### SELECTED TEXT
··········
For a month or so I’ve had this analogy kicking around in my head based on the old medical practice of blood letting.
If a patient was sick with just about anything, the answer was to bleed them, literally, and this was supposed to make them better. Problem was, more often than not this process actually made the patient sicker. Rather than question their methods, the physicians would “double down” and bleed the patient more and more until eventually, the patient died.
(Perhaps some readers will remember a recurring bit from the early days of Saturday Night Live, with Steve Martin playing Theodoric of York, Medieval Barber.)
The Keynesian approach of “stimulus” in which increased government spending is supposed to “help” the economy get restored back to health strikes me as the economic version of bleeding a sick patient. It doesn’t work. Not only does it not work, but it makes the economy “sicker”. Just like the ill informed physicians of the past, Keynesian politicians and economists ignore this failure and insist on doubling down. The solution to these people isn’t to change strategy, they think we haven’t bled enough to cure what ails the economy and they demand another round of the same failed policies, only on a grander scale.
··········
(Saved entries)

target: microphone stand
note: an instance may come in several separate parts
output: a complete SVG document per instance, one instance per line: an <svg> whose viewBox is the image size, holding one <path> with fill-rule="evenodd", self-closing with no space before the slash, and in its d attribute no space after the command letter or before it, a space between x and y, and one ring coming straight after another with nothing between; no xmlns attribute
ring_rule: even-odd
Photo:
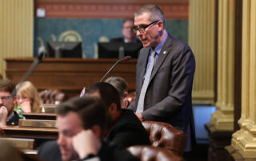
<svg viewBox="0 0 256 161"><path fill-rule="evenodd" d="M109 69L109 71L107 71L107 73L103 76L103 77L101 79L101 80L99 80L99 82L102 82L104 78L110 73L110 72L122 61L129 61L130 59L131 59L130 56L126 56L122 59L119 59L117 62L115 62L112 67Z"/></svg>
<svg viewBox="0 0 256 161"><path fill-rule="evenodd" d="M22 79L19 81L19 83L18 84L17 86L17 89L19 88L19 87L21 87L22 85L22 84L24 83L24 81L26 81L27 80L27 78L31 75L31 73L33 73L33 71L34 70L35 67L37 67L37 65L38 65L38 63L42 60L44 56L44 52L41 52L39 53L38 57L36 57L36 59L34 60L32 65L30 65L29 70L26 73L26 74L23 76ZM11 95L13 96L14 96L15 93L15 90L14 90L11 93Z"/></svg>

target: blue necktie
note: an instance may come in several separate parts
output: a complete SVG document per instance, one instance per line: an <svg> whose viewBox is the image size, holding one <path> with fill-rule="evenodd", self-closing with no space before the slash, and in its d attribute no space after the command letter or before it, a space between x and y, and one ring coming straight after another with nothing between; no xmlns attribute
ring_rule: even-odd
<svg viewBox="0 0 256 161"><path fill-rule="evenodd" d="M155 57L155 51L153 51L151 53L150 65L144 78L144 82L141 90L141 94L139 95L136 113L142 113L144 110L145 96L146 96L147 87L150 83L150 76L151 76L151 73L154 67L154 57Z"/></svg>

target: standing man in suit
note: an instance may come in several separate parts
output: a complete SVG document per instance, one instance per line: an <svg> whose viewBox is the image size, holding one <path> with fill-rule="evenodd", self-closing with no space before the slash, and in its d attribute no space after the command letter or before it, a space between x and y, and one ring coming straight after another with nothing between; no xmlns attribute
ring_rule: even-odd
<svg viewBox="0 0 256 161"><path fill-rule="evenodd" d="M191 92L195 61L190 48L165 29L155 5L134 14L134 32L143 48L136 70L136 99L128 107L141 121L166 122L187 135L186 151L195 143ZM151 62L151 63L150 63Z"/></svg>

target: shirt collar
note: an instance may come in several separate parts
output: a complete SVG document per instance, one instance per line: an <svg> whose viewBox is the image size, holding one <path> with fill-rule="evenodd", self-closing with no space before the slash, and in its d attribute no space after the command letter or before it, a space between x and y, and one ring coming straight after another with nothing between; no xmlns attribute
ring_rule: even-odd
<svg viewBox="0 0 256 161"><path fill-rule="evenodd" d="M166 40L168 37L168 33L166 34L166 36L163 37L163 39L161 41L161 42L155 47L154 51L156 52L156 54L159 54L162 48L164 45L164 43L166 42ZM153 51L152 47L150 47L151 51Z"/></svg>
<svg viewBox="0 0 256 161"><path fill-rule="evenodd" d="M10 120L11 120L11 118L13 118L14 116L14 111L12 111L12 113L8 116L7 119L6 119L6 122L8 122Z"/></svg>

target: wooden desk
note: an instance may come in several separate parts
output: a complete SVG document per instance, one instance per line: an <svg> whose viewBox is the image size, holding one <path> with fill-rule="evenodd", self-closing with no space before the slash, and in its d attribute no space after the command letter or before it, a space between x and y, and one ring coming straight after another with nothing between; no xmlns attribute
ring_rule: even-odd
<svg viewBox="0 0 256 161"><path fill-rule="evenodd" d="M6 77L18 83L34 58L6 58ZM38 88L63 91L70 98L80 95L83 87L98 82L117 59L45 58L35 69L29 80ZM135 90L137 60L120 62L108 75L123 77L128 90Z"/></svg>
<svg viewBox="0 0 256 161"><path fill-rule="evenodd" d="M57 115L54 113L22 113L28 120L56 120Z"/></svg>
<svg viewBox="0 0 256 161"><path fill-rule="evenodd" d="M57 128L19 128L18 126L7 126L2 128L5 137L22 136L27 138L42 137L58 139Z"/></svg>

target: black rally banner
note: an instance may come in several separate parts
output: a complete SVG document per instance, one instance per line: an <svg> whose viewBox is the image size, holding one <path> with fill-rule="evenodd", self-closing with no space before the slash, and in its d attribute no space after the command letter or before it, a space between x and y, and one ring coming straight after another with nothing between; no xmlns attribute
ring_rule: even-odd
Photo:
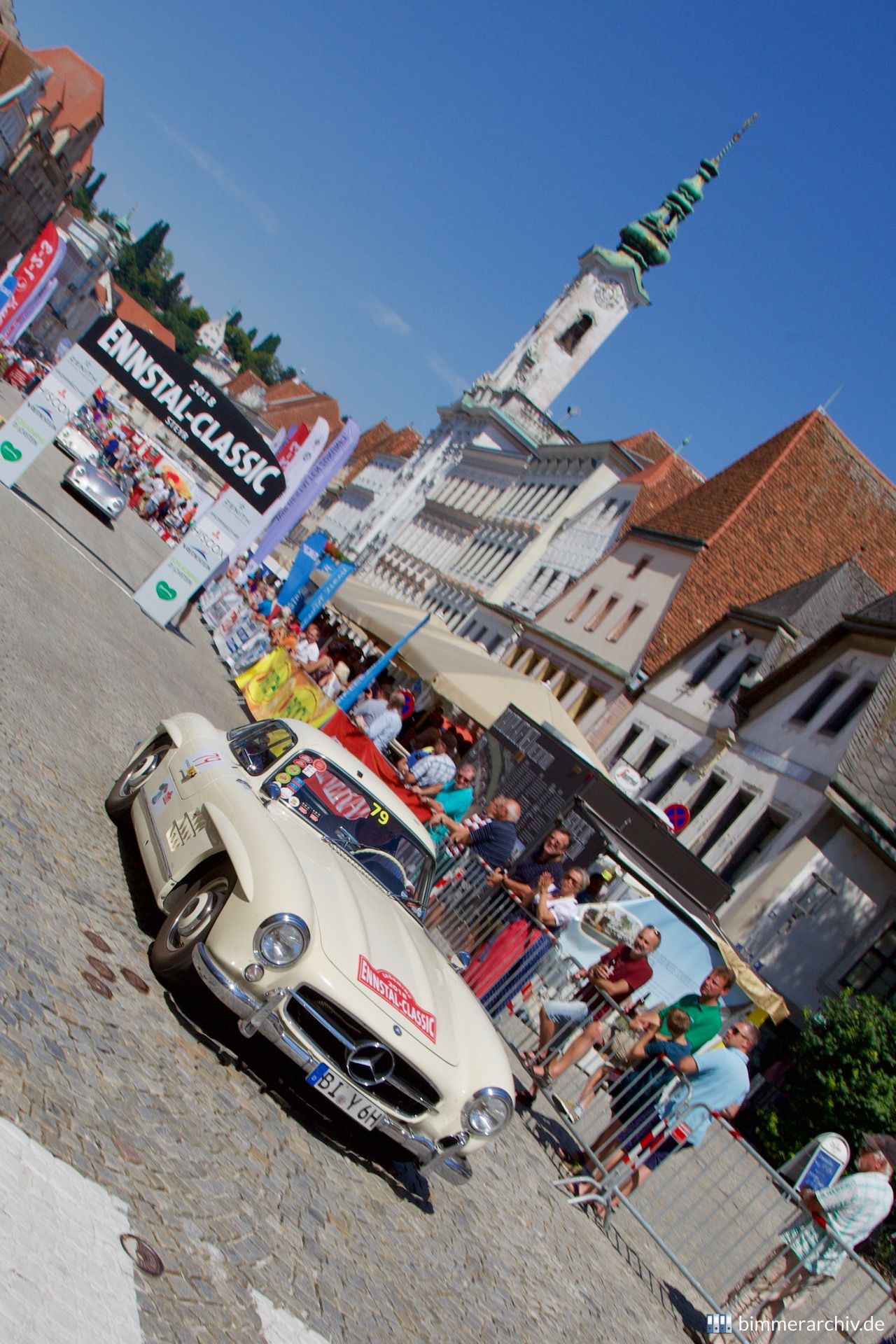
<svg viewBox="0 0 896 1344"><path fill-rule="evenodd" d="M101 317L78 344L259 513L283 493L282 468L261 434L159 337Z"/></svg>

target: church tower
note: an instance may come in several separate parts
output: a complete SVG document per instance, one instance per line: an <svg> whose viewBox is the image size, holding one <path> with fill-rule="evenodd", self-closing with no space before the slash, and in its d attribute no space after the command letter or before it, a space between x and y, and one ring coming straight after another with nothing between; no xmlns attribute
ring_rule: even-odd
<svg viewBox="0 0 896 1344"><path fill-rule="evenodd" d="M579 257L579 274L521 340L494 374L477 383L493 392L520 391L541 410L568 386L633 308L650 302L645 273L669 261L678 224L703 200L707 183L751 117L715 159L703 159L693 177L670 191L658 210L627 224L614 250L591 247Z"/></svg>
<svg viewBox="0 0 896 1344"><path fill-rule="evenodd" d="M377 582L377 569L392 550L404 550L403 530L423 512L446 473L465 453L485 452L525 469L545 445L578 444L551 415L551 403L633 308L650 302L645 276L669 261L678 224L703 200L704 187L719 176L719 164L740 140L755 114L715 156L703 159L657 207L619 234L615 249L591 247L579 258L579 274L551 308L516 343L493 374L482 374L450 406L419 452L369 499L357 524L340 544ZM360 480L360 478L359 478ZM363 484L363 482L361 482ZM322 519L326 527L326 517Z"/></svg>

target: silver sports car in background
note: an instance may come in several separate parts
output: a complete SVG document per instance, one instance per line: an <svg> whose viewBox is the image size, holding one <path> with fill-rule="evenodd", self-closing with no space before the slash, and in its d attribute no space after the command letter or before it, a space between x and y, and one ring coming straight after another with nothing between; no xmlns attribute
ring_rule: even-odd
<svg viewBox="0 0 896 1344"><path fill-rule="evenodd" d="M95 462L73 462L62 477L62 484L102 513L109 523L118 517L128 503L128 496L118 489L114 477Z"/></svg>

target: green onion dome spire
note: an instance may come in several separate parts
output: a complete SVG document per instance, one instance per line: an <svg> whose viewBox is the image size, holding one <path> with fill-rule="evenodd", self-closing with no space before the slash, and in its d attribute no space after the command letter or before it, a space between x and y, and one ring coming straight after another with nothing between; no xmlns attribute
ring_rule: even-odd
<svg viewBox="0 0 896 1344"><path fill-rule="evenodd" d="M715 159L701 159L693 177L680 181L658 210L652 210L621 231L619 251L630 257L642 274L652 266L665 266L669 261L669 247L676 241L680 222L693 214L693 207L703 200L704 185L719 176L719 164L758 116L759 113L754 112Z"/></svg>

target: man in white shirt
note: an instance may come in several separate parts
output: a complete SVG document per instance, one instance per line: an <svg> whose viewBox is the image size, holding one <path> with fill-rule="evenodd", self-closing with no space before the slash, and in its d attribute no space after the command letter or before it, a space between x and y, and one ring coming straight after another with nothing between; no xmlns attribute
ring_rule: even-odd
<svg viewBox="0 0 896 1344"><path fill-rule="evenodd" d="M402 761L398 769L403 784L414 793L419 793L420 797L434 798L457 774L451 747L457 749L457 738L453 737L451 741L438 738L433 750L422 755L412 766L408 766L407 761Z"/></svg>
<svg viewBox="0 0 896 1344"><path fill-rule="evenodd" d="M379 714L369 728L365 728L368 738L375 747L380 751L386 751L387 746L396 738L402 731L402 710L404 708L404 692L392 691L388 698L386 710Z"/></svg>
<svg viewBox="0 0 896 1344"><path fill-rule="evenodd" d="M298 641L294 649L294 657L297 663L317 663L321 656L321 650L317 646L317 641L321 637L320 626L312 621L312 624L305 630L304 636Z"/></svg>

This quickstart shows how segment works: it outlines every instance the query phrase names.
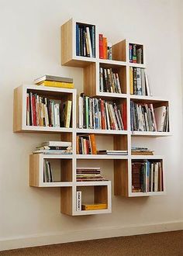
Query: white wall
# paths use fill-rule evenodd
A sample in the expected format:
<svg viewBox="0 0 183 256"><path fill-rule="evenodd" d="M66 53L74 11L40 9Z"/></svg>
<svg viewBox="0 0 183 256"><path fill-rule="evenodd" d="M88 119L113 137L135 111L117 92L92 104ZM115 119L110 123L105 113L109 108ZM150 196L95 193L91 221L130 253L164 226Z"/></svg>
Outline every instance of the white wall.
<svg viewBox="0 0 183 256"><path fill-rule="evenodd" d="M177 1L0 0L0 249L180 229L182 223L181 44ZM112 195L112 213L60 213L59 189L28 185L29 154L57 135L12 133L13 88L45 74L73 77L82 70L60 64L60 25L71 17L95 23L112 43L147 45L154 93L171 101L171 137L133 140L166 157L167 195ZM112 169L107 175L112 179Z"/></svg>

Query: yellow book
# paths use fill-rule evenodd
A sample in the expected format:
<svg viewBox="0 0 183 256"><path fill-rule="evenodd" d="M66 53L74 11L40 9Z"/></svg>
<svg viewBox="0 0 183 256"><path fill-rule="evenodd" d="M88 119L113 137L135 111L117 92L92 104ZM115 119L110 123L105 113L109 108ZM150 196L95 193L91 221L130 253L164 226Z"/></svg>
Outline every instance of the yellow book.
<svg viewBox="0 0 183 256"><path fill-rule="evenodd" d="M133 94L133 67L129 67L129 93Z"/></svg>
<svg viewBox="0 0 183 256"><path fill-rule="evenodd" d="M73 83L65 83L64 81L43 81L42 82L38 83L36 85L43 85L43 86L74 88L74 84Z"/></svg>
<svg viewBox="0 0 183 256"><path fill-rule="evenodd" d="M86 205L86 204L81 205L82 210L104 209L107 209L106 203L96 203L94 205Z"/></svg>

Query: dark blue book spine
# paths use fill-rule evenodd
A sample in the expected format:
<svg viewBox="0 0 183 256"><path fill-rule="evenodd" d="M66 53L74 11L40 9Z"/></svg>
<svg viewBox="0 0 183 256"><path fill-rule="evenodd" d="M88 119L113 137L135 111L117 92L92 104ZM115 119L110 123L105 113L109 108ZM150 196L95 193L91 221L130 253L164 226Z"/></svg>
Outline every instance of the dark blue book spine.
<svg viewBox="0 0 183 256"><path fill-rule="evenodd" d="M79 56L79 25L76 24L76 56Z"/></svg>

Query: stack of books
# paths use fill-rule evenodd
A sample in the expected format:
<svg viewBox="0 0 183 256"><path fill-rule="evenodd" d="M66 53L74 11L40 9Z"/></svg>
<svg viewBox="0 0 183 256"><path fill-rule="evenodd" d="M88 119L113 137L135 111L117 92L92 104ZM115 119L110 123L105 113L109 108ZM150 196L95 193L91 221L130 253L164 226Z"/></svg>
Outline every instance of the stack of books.
<svg viewBox="0 0 183 256"><path fill-rule="evenodd" d="M52 170L50 163L47 160L44 161L43 182L54 182L53 170Z"/></svg>
<svg viewBox="0 0 183 256"><path fill-rule="evenodd" d="M107 181L101 175L100 168L77 168L77 182L102 182Z"/></svg>
<svg viewBox="0 0 183 256"><path fill-rule="evenodd" d="M149 150L147 147L133 147L131 151L132 154L135 155L152 155L154 150Z"/></svg>
<svg viewBox="0 0 183 256"><path fill-rule="evenodd" d="M73 79L45 74L34 80L37 85L73 88Z"/></svg>
<svg viewBox="0 0 183 256"><path fill-rule="evenodd" d="M76 55L95 57L95 26L76 23Z"/></svg>
<svg viewBox="0 0 183 256"><path fill-rule="evenodd" d="M146 69L129 67L130 94L151 96L149 79Z"/></svg>
<svg viewBox="0 0 183 256"><path fill-rule="evenodd" d="M67 141L46 141L36 147L33 154L71 154L71 142Z"/></svg>
<svg viewBox="0 0 183 256"><path fill-rule="evenodd" d="M98 150L97 154L108 154L108 155L126 155L126 154L128 154L128 151L127 150Z"/></svg>
<svg viewBox="0 0 183 256"><path fill-rule="evenodd" d="M143 45L129 43L129 62L143 64Z"/></svg>
<svg viewBox="0 0 183 256"><path fill-rule="evenodd" d="M159 161L133 161L132 163L132 192L164 191L163 170Z"/></svg>
<svg viewBox="0 0 183 256"><path fill-rule="evenodd" d="M100 67L100 92L122 93L118 73L112 68Z"/></svg>
<svg viewBox="0 0 183 256"><path fill-rule="evenodd" d="M96 144L95 134L78 135L76 137L76 154L96 154Z"/></svg>
<svg viewBox="0 0 183 256"><path fill-rule="evenodd" d="M99 58L112 60L112 43L102 34L98 35L99 39Z"/></svg>
<svg viewBox="0 0 183 256"><path fill-rule="evenodd" d="M85 95L79 97L78 126L84 129L126 130L126 104Z"/></svg>
<svg viewBox="0 0 183 256"><path fill-rule="evenodd" d="M26 125L70 127L72 102L62 102L29 92L26 94Z"/></svg>
<svg viewBox="0 0 183 256"><path fill-rule="evenodd" d="M153 104L141 104L131 101L130 114L132 131L169 131L168 106L154 109Z"/></svg>

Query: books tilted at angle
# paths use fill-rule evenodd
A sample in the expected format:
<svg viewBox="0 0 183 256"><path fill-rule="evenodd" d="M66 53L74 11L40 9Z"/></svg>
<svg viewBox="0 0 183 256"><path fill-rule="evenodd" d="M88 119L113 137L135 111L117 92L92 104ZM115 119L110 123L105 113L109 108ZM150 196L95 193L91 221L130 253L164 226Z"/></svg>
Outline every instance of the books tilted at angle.
<svg viewBox="0 0 183 256"><path fill-rule="evenodd" d="M128 154L127 150L98 150L98 154L109 154L109 155L126 155Z"/></svg>
<svg viewBox="0 0 183 256"><path fill-rule="evenodd" d="M76 210L81 211L81 191L76 192Z"/></svg>
<svg viewBox="0 0 183 256"><path fill-rule="evenodd" d="M95 203L95 204L82 204L82 210L94 210L94 209L107 209L106 203Z"/></svg>
<svg viewBox="0 0 183 256"><path fill-rule="evenodd" d="M161 161L133 161L132 162L132 192L162 191L164 191L164 182Z"/></svg>

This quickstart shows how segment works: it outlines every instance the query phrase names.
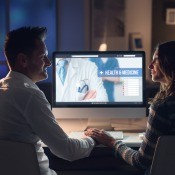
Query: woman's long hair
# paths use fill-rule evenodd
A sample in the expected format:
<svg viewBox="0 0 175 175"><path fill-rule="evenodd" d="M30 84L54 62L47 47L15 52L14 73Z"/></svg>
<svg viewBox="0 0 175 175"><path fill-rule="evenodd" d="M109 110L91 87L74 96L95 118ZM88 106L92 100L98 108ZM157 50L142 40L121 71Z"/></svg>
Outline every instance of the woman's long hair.
<svg viewBox="0 0 175 175"><path fill-rule="evenodd" d="M150 103L164 101L166 97L175 95L175 41L159 44L156 50L158 50L160 71L169 83L160 84L159 92Z"/></svg>

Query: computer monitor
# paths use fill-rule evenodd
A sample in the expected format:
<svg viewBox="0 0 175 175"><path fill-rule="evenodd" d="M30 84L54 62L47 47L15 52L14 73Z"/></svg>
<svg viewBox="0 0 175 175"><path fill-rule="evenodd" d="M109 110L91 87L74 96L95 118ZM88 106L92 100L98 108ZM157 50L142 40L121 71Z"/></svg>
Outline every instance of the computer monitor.
<svg viewBox="0 0 175 175"><path fill-rule="evenodd" d="M63 83L59 64L64 59ZM79 124L87 119L89 127L93 122L104 127L116 118L146 116L143 51L56 51L52 66L52 111L57 119L77 119Z"/></svg>

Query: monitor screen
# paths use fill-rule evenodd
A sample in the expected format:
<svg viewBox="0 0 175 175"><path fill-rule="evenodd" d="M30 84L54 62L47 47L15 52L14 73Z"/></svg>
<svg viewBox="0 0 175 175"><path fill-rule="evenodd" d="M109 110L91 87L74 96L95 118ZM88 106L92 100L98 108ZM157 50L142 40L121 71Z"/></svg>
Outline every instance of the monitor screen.
<svg viewBox="0 0 175 175"><path fill-rule="evenodd" d="M53 53L56 118L146 116L143 51Z"/></svg>

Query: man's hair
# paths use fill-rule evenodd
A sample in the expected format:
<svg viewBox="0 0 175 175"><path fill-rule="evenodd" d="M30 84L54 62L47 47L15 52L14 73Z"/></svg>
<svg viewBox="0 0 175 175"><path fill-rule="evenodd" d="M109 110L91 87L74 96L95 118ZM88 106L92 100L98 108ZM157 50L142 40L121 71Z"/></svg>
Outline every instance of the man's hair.
<svg viewBox="0 0 175 175"><path fill-rule="evenodd" d="M36 49L36 40L44 41L46 33L46 27L21 27L10 31L4 44L4 53L9 66L15 65L19 53L31 54Z"/></svg>
<svg viewBox="0 0 175 175"><path fill-rule="evenodd" d="M175 95L175 41L159 44L156 49L160 70L169 84L160 84L160 90L152 102L162 101L168 96Z"/></svg>

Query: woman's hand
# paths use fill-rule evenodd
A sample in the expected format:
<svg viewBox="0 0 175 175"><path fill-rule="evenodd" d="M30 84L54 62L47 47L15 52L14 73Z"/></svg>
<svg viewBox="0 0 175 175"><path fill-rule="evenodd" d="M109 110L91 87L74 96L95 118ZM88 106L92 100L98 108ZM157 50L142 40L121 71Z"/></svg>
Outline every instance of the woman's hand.
<svg viewBox="0 0 175 175"><path fill-rule="evenodd" d="M116 142L116 140L103 129L99 130L97 128L89 128L84 132L84 134L92 137L98 143L108 147L113 147L114 143Z"/></svg>

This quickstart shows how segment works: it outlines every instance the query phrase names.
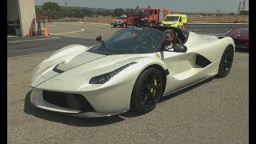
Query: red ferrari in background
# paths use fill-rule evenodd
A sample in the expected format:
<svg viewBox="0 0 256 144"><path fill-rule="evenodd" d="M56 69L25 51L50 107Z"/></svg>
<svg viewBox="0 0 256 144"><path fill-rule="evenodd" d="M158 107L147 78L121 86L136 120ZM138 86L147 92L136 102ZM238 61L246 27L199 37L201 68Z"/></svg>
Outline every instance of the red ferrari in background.
<svg viewBox="0 0 256 144"><path fill-rule="evenodd" d="M249 28L231 29L225 36L231 37L238 48L249 49Z"/></svg>

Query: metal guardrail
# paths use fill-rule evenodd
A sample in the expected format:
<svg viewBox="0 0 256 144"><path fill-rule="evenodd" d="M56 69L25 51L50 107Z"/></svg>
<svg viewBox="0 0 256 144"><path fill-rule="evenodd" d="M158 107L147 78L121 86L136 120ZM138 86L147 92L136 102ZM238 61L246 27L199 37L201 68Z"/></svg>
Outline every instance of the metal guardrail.
<svg viewBox="0 0 256 144"><path fill-rule="evenodd" d="M249 27L249 23L188 23L186 29L197 34L224 36L233 28Z"/></svg>

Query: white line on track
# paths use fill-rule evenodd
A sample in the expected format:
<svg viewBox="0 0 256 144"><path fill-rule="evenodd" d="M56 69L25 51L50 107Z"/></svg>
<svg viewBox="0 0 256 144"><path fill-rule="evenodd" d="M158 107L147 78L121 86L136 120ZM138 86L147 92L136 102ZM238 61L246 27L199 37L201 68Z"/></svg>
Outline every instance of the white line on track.
<svg viewBox="0 0 256 144"><path fill-rule="evenodd" d="M70 34L70 33L78 33L81 31L84 31L84 29L82 29L81 30L78 31L70 31L70 32L66 32L66 33L57 33L57 34L51 34L50 35L57 35L57 34Z"/></svg>
<svg viewBox="0 0 256 144"><path fill-rule="evenodd" d="M23 50L11 50L11 51L8 51L8 53L14 53L14 52L18 52L18 51L26 51L26 50L34 50L34 49L41 49L43 47L53 47L53 46L61 46L63 45L54 45L54 46L39 46L39 47L34 47L34 48L30 48L30 49L23 49ZM62 48L62 47L61 47Z"/></svg>
<svg viewBox="0 0 256 144"><path fill-rule="evenodd" d="M23 41L13 41L13 42L7 42L7 43L15 43L15 42L30 42L30 41L44 41L49 39L58 39L61 38L58 37L49 37L49 38L42 38L42 39L29 39L29 40L23 40Z"/></svg>
<svg viewBox="0 0 256 144"><path fill-rule="evenodd" d="M16 56L16 57L10 57L7 58L7 59L13 59L13 58L23 58L23 57L29 57L29 56L34 56L34 55L39 55L39 54L47 54L47 53L54 53L57 50L52 50L52 51L46 51L46 52L42 52L42 53L36 53L36 54L26 54L26 55L20 55L20 56Z"/></svg>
··········
### QUESTIONS ON THE MATERIAL
[1] Set down the passage of the piece on bloodletting and Keynesian stimulus, starting with "For a month" and going on through "York, Medieval Barber.)", without changing a word.
[2] Take the piece on bloodletting and Keynesian stimulus further, picking up right after its final sentence.

### RESPONSES BY ITEM NUMBER
[1]
For a month or so I’ve had this analogy kicking around in my head based on the old medical practice of blood letting.
If a patient was sick with just about anything, the answer was to bleed them, literally, and this was supposed to make them better. Problem was, more often than not this process actually made the patient sicker. Rather than question their methods, the physicians would “double down” and bleed the patient more and more until eventually, the patient died.
(Perhaps some readers will remember a recurring bit from the early days of Saturday Night Live, with Steve Martin playing Theodoric of York, Medieval Barber.)

[2]
Yesterday I saw that Paul Krugman has written an op-ed in the New York Times using this analogy… only he uses it to say calls for “austerity” are akin to the blood-letting physicians of yore. He has stumbled upon the perfect analogy to highlight his own failure as a Keynesian, but he completely misses the point. We don’t have a revenue problem, we have a spending problem, and it’s the out of control government spending that is analogous to bleeding. We need to staunch the bleeding with bandages and a tourniquet (which would be “austerity”) before we get any weaker from the loss of taxpayer dollars that have been spiraling down the drain of inefficient government.